**Exercise**. Copy the text on what "AI slop" means, word for word and in full.

**Text excerpt**.
╔══

What "AI slop" actually means

"Slop" is the residue an LLM leaves around the working code it produces. The function does the right thing. The 30 % around it does not.

Five buckets

Editorial wrapping. Self-congratulatory verbs ("comprehensive", "robust", "battle-tested"), narrative comments that restate the next line, polite hedges that soften nothing. Tokens, no information.
Defensive crud. if x is None: x = None. try/except around imports. Null-checks on values that are typed non-nullable. The model can't tell which guards are real and ships all of them.
Unfinished stubs. def foo(): pass, def foo(): ..., throw new NotImplementedException(), [YOUR_NAME]. Plausible shape, no body.
Hallucinated references. Imports of packages that don't exist. Variable names referring to things never defined. URLs to example.com. Identifiers that look like UUIDs but aren't.
Untested branches. New if / else / match arms that ship without a paired test. The control flow is real; the verification is not.

Why the model produces it

LLMs predict the next plausible token. Plausible ≠ correct. A defensive guard is plausible — it looks like what production code does. A narrative comment is plausible — every blog post the model trained on had one. An import of numpyz is plausible — numpy exists.

Slop isn't a hallucination flaw, it's the load-bearing characteristic of next-token prediction at scale. The model is doing its job. The job just doesn't end where committing code ends.

Why a human can't catch all of it

Reviewers eyeball a diff for correctness. They don't have the budget to read 30 % more lines per commit looking for narrative comments and defensive guards. The slop slips past, accumulates, and shows up months later as "the codebase feels bloated."

╚══

**Exercise data**.
╔══

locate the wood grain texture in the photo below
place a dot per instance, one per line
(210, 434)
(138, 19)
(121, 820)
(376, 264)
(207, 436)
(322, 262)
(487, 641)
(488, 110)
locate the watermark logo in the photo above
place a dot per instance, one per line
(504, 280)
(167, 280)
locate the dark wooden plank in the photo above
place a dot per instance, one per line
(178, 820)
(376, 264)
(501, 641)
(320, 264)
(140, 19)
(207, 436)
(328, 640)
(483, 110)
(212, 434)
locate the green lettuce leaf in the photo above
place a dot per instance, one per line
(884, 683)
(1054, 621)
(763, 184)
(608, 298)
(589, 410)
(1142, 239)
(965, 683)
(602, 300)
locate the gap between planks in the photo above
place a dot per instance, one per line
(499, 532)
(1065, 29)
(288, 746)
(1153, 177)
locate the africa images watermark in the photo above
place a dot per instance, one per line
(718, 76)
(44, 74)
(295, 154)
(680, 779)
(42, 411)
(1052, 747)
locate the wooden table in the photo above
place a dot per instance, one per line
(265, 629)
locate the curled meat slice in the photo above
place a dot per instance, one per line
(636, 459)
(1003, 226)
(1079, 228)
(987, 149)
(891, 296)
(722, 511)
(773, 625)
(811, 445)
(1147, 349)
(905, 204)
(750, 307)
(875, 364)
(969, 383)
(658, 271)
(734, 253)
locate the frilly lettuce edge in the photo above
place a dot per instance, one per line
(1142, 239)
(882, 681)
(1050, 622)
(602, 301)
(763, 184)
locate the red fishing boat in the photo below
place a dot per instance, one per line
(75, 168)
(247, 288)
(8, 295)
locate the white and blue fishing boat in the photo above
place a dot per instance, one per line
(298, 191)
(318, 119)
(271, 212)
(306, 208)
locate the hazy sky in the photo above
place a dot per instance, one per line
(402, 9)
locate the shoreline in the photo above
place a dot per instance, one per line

╚══

**Exercise response**.
What "AI slop" actually means

"Slop" is the residue an LLM leaves around the working code it produces. The function does the right thing. The 30 % around it does not.

Five buckets

Editorial wrapping. Self-congratulatory verbs ("comprehensive", "robust", "battle-tested"), narrative comments that restate the next line, polite hedges that soften nothing. Tokens, no information.
Defensive crud. if x is None: x = None. try/except around imports. Null-checks on values that are typed non-nullable. The model can't tell which guards are real and ships all of them.
Unfinished stubs. def foo(): pass, def foo(): ..., throw new NotImplementedException(), [YOUR_NAME]. Plausible shape, no body.
Hallucinated references. Imports of packages that don't exist. Variable names referring to things never defined. URLs to example.com. Identifiers that look like UUIDs but aren't.
Untested branches. New if / else / match arms that ship without a paired test. The control flow is real; the verification is not.

Why the model produces it

LLMs predict the next plausible token. Plausible ≠ correct. A defensive guard is plausible — it looks like what production code does. A narrative comment is plausible — every blog post the model trained on had one. An import of numpyz is plausible — numpy exists.

Slop isn't a hallucination flaw, it's the load-bearing characteristic of next-token prediction at scale. The model is doing its job. The job just doesn't end where committing code ends.

Why a human can't catch all of it

Reviewers eyeball a diff for correctness. They don't have the budget to read 30 % more lines per commit looking for narrative comments and defensive guards. The slop slips past, accumulates, and shows up months later as "the codebase feels bloated."